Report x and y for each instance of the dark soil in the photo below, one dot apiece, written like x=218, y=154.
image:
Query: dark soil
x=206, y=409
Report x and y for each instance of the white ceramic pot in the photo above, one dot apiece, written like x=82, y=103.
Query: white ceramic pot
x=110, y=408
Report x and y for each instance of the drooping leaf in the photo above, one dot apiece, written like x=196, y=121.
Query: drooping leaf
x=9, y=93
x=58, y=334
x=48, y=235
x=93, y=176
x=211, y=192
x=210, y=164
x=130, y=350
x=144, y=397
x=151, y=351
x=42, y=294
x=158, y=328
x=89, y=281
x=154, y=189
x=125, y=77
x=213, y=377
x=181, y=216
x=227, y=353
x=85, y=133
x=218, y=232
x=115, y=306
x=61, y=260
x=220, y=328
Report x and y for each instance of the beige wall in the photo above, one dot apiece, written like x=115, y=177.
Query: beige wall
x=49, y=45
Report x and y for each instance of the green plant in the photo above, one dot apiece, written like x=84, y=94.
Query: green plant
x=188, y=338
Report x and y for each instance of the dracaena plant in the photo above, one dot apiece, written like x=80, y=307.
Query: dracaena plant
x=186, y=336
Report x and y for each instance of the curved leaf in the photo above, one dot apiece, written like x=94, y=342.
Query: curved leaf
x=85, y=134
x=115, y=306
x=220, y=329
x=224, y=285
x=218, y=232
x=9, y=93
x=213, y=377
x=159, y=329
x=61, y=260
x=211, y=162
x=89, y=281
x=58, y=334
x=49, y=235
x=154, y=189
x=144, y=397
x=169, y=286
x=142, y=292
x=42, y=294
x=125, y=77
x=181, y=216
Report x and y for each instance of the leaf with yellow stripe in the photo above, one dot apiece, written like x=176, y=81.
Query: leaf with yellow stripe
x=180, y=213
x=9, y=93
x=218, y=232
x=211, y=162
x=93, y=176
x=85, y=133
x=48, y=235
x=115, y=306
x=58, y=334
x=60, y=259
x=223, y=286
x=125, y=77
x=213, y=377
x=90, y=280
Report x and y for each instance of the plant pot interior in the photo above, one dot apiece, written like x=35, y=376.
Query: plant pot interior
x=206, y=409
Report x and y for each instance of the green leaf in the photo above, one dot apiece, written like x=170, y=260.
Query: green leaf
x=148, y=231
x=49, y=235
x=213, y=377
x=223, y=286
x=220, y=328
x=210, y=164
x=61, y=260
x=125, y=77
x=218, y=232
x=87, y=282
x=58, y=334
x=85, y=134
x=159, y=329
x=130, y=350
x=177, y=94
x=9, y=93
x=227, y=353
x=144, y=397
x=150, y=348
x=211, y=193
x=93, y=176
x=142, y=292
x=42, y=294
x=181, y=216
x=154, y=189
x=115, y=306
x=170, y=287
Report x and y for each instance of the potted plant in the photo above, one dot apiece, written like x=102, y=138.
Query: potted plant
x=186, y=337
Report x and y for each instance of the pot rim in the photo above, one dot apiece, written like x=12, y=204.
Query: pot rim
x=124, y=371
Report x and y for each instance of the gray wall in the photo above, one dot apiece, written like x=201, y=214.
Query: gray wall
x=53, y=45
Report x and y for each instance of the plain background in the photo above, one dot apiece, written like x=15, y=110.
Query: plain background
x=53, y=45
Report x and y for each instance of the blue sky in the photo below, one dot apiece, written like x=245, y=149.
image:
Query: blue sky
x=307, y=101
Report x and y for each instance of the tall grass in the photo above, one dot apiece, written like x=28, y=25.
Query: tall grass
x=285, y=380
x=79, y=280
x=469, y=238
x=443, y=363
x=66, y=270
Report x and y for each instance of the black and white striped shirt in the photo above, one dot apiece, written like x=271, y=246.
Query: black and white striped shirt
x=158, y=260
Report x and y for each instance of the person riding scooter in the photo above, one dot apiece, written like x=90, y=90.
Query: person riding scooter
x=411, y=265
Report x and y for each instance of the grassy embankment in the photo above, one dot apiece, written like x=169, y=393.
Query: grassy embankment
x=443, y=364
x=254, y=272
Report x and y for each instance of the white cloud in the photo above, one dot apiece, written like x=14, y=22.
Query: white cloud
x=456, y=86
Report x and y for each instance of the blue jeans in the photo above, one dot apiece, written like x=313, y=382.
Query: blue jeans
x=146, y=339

※

:: TASK ITEM ::
Go through the data and gather every line that holds "below".

:: EXPECTED ANSWER ::
Report x and y for each instance of the dark soil in the photo below, one dot apiece, written like x=218, y=154.
Report x and y for each instance of the blue sky in the photo below, one dot apiece, written like x=245, y=149.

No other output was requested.